#### Tarefa 1:
De acordo com a notícia sobre a eleição de López Obrador, que parcela dos votos ele teria obtido nas pesquisas de boca de urna?
#### Tarefa 2:
Por favor, escreva a continuação da notícia sobre a vitória de López Obrador no México, começando logo após a última frase.

#### Texto de estudo:

O globo, n. 31010, 02/07/2018. Mundo, p. 17

 

Vitória da esquerda

Henrique Gomes Batista

02/07/2018

 

 

López Obrador se elege presidente e demais candidatos reconhecem derrota

Andrés Manuel López Obrador conquistou, segundo pesquisas de boca de urna, vitória histórica para a esquerda no México. Ele teria obtido até 49% dos votos, em eleição presidencial em um só turno. O governista José Meade já reconheceu a derrota. O resultado oficial será conhecido hoje. Obrador deve divulgar carta aos mercados, informa Andrés Manuel López Obrador fez história ontem e foi eleito presidente do México para os próximos seis anos. Sem resultados oficiais, mas com ampla vitória na boca de urna, os dois principais concorrentes reconheceram a derrota, confirmando o favoritismo do líder esquerdista do Morena, partido que pode ter uma votação ainda maior do que a prevista até então. Se isso for confirmado oficialmente, AMLO, como é chamado, o primeiro presidente de esquerda do país em décadas terá força para avançar sua agenda de reforma, focada em programas sociais, no protecionismo e no fortalecimento do Estado. E ele parece ter pressa, pois ainda hoje sua equipe deve publicar uma carta para acalmar os mercados, prometendo uma gestão fiscalmente responsável.

#### Material de consulta:
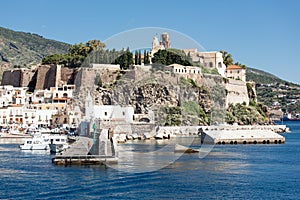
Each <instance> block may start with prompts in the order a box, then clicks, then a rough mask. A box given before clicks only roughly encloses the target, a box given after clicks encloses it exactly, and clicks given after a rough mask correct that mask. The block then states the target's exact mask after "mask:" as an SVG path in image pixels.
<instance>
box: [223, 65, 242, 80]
mask: <svg viewBox="0 0 300 200" xmlns="http://www.w3.org/2000/svg"><path fill="white" fill-rule="evenodd" d="M226 77H227V78H231V79H235V80H242V81H244V82H246V70H245V69H243V68H242V67H240V66H238V65H229V66H228V67H227V68H226Z"/></svg>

#### Sua resposta 1:
Até 49% dos votos.

#### Sua resposta 2:
— A terceira (tentativa de ser presidente) será a vitoriosa — disse López Obrador, ao votar na manhã de ontem na Cidade do México. — Vamos bem, vamos bem — limitou-se a dizer o político até o início das apurações, embora não descartasse um discurso em uma praça central capital mexicana, caso os outros candidatos reconheçam rapidamente suas derrotas.

Com uma apuração manual, até o fechamento desta edição havia menos 1% dos votos apurados, com López Obrador ganhando com 46% dos votos. De acordo com a boca de urna do “El Financiero" com Bloomberg, AMLO teve 49% dos votos e Ricardo Anaya, do direitista Partido de Ação Nacional (PAN), obteve 27% dos votos. Com 18% dos votos, o governista José António Meade, do Partido Revolucionário Institucional (PRI), reconheceu a derrota logo após o resultado preliminar, e desejou êxito a Obrador.

Em discurso emocionado, Anaya também reconheceu a derrota, e disse que seguirá ativo na oposição, mostrando que não deverá deixar fácil o governo do esquerdista. Porém, apenas hoje no fim do dia haverá as primeiras previsões da composição do Congresso. Morena pode ter obtido a maioria absoluta, segundo algumas pesquisas. A rapidez relativa com que ambos os concorrentes reconheceram a derrota é outro indicativo da força do Morena nesta eleição:

— Pelo bem do México, estarei na oposição — disse ele, a fim de postular a posição de anti-AMLO.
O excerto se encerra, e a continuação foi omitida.